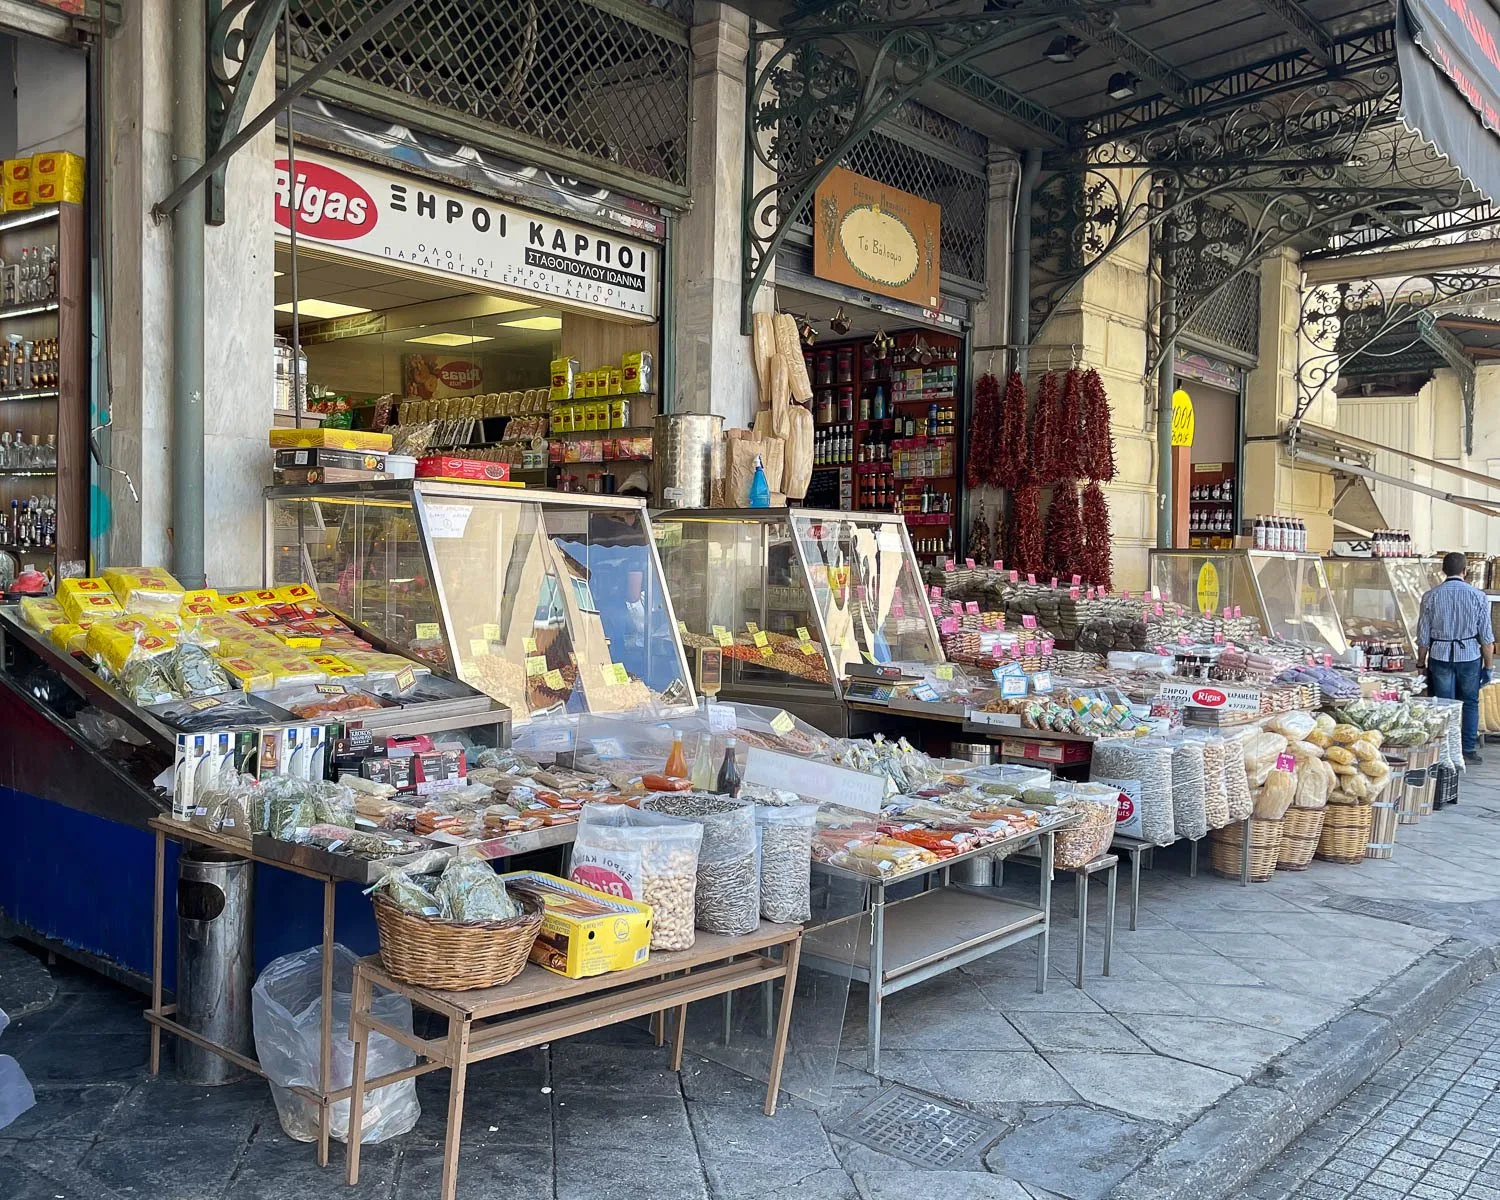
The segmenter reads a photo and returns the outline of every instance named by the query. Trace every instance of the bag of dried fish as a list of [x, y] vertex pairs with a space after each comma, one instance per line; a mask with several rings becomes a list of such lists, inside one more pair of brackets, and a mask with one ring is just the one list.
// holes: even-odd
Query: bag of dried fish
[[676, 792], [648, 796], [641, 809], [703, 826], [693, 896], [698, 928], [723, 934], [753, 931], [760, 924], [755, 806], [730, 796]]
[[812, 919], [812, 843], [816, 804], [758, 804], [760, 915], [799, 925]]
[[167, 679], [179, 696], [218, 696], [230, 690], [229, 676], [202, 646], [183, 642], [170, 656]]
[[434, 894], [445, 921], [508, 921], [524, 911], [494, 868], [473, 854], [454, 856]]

> [EXERCISE REQUIREMENTS]:
Leaving images out, please output every line of the data exactly.

> [SOLUTION]:
The segmenter reads a photo and returns the outline of every instance named by the query. Trace every instance of the bag of dried fish as a list of [x, y] vertex pairs with a space after each comma, one instance per line; a mask with several rings becomes a list of such lists, inside one more pair of brackets, and a mask with one ring is just the one list.
// holes: even-odd
Query: bag of dried fish
[[676, 792], [648, 796], [641, 809], [703, 826], [693, 896], [698, 928], [723, 934], [753, 931], [760, 924], [755, 806], [730, 796]]
[[812, 919], [812, 843], [816, 804], [758, 804], [760, 915], [799, 925]]
[[167, 679], [179, 696], [218, 696], [230, 690], [229, 676], [202, 646], [183, 642], [170, 656]]
[[434, 894], [445, 921], [508, 921], [524, 911], [494, 868], [473, 854], [454, 856]]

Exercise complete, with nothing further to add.